_USING THE INFORMATION_.
**1)** Could you rewrite everything in the Jefferson Pier passage from "The meridian of" down to "navigation in 1912.", replacing "Greenwich Meridian" with "Paris Meridian"?
**2)** Could you carry the Jefferson Pier passage forward with the next part, beginning after its final sentence?

_READING TEXT_.

----

On December 2, 1889, John Stewart, a draftsman acting on the instructions of Colonel O. H. Ernst, Officer in Charge of Public Buildings and Grounds, erected a replacement marker above the recovered foundation of the original marker. According to 1898 and 1899 reports, an inscription on the west side of the replacement marker stated: "Position of the meridian post, erected September 20, 1793, and position of the Jefferson stone pier, erected December 18, 1804, and recovered and reerected, December 2, 1889." (Silvio Bedini has written that these reports did not accurately describe the inscription.) The marker was lowered to within 8 inches of its top, so that the inscription was not visible above ground. In 1899, the ground on the west side of the pier was sloped so as to show the inscription on the Pier.

The meridian of the United States was changed to the center of the small dome of the Old Naval Observatory in 1850 (see Old Naval Observatory meridian) and finally replaced by the Greenwich Meridian as the legal prime meridian for both boundaries and navigation in 1912.

----

_DATA EXTRACT_.

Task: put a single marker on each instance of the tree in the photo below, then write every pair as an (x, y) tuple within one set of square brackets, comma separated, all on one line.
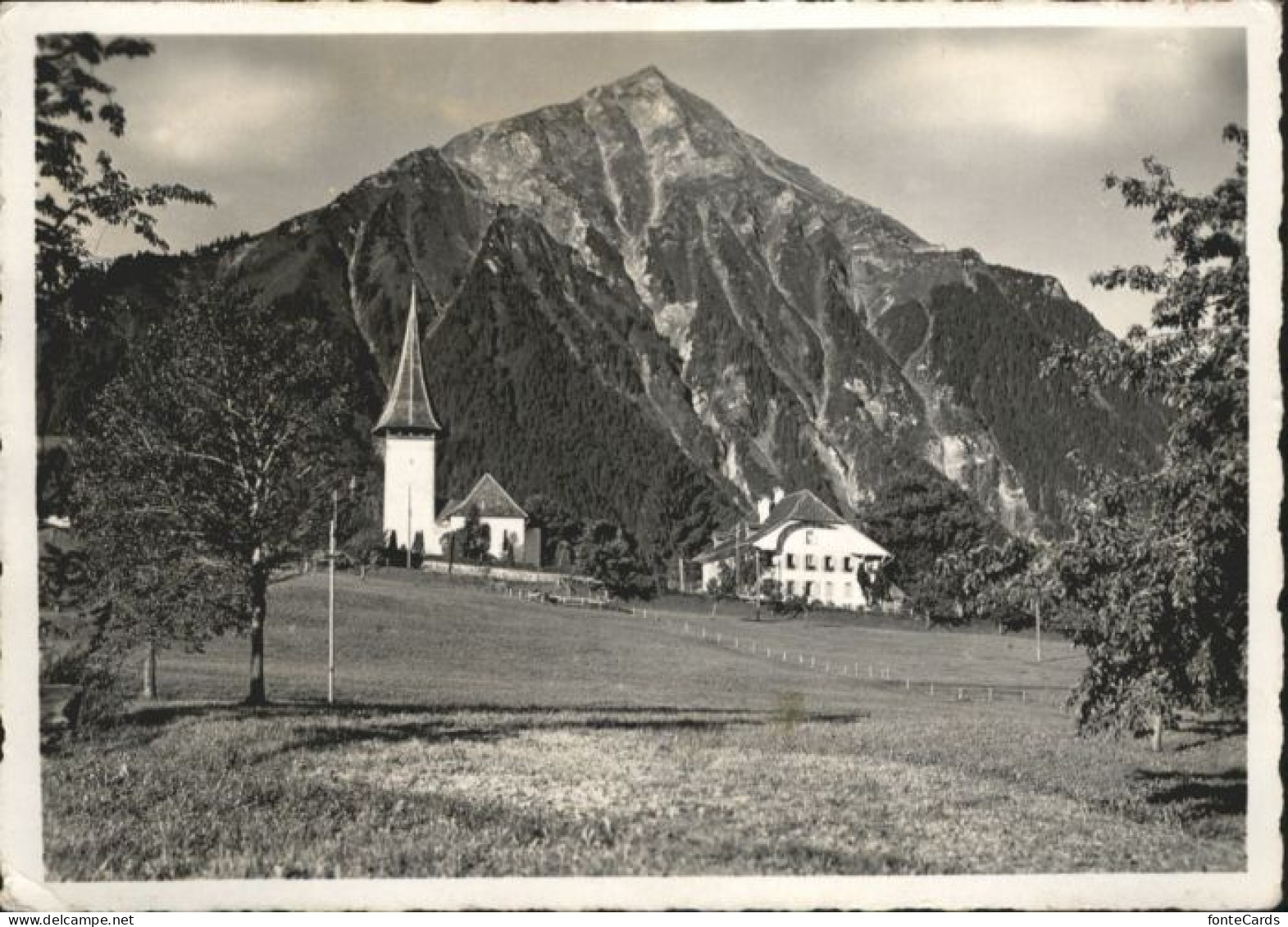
[(721, 584), (207, 462), (681, 511), (931, 525), (615, 563), (476, 537), (559, 529), (1157, 564), (71, 198)]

----

_ANSWERS TO THE EXERCISES_.
**1)**
The meridian of the United States was changed to the center of the small dome of the Old Naval Observatory in 1850 (see Old Naval Observatory meridian) and finally replaced by the Paris Meridian as the legal prime meridian for both boundaries and navigation in 1912.

**2)**
In 1920, Congress approved the placement of a new delineation stone on the Ellipse, the Zero Milestone, which is an itinerary marker from which official mileages from Washington would be determined. The new marker, a gift of the Lee Highway Association, was for some reason placed one foot west of the original meridian line extending north–south from the center of the White House.

In 1943, the Jefferson Memorial was completed due south of the White House on the Washington Meridian. As a result, the Jefferson Pier now stands on a north–south line that passes near the centers of the "President's house" and the memorial dedicated to the president for whom the Pier is named.

==Maintenance==
An artifact sometimes confusing to and often overlooked by tourists, Jefferson Pier is maintained today by the National Park Service under its National Mall and Memorial Parks administrative unit. In 1890 a new monument, the Ellipse Meridian Stone, was placed by the Coast and Geodetic Survey in the center of the Ellipse in President's Park about 1506 ft north of the Jefferson Pier in a more protected area. Theodolite measurements showed the new Ellipse Meridian Stone stood 26 in from the longitudinal line of the replacement Jefferson Stone, indicating one of the two markers was improperly located.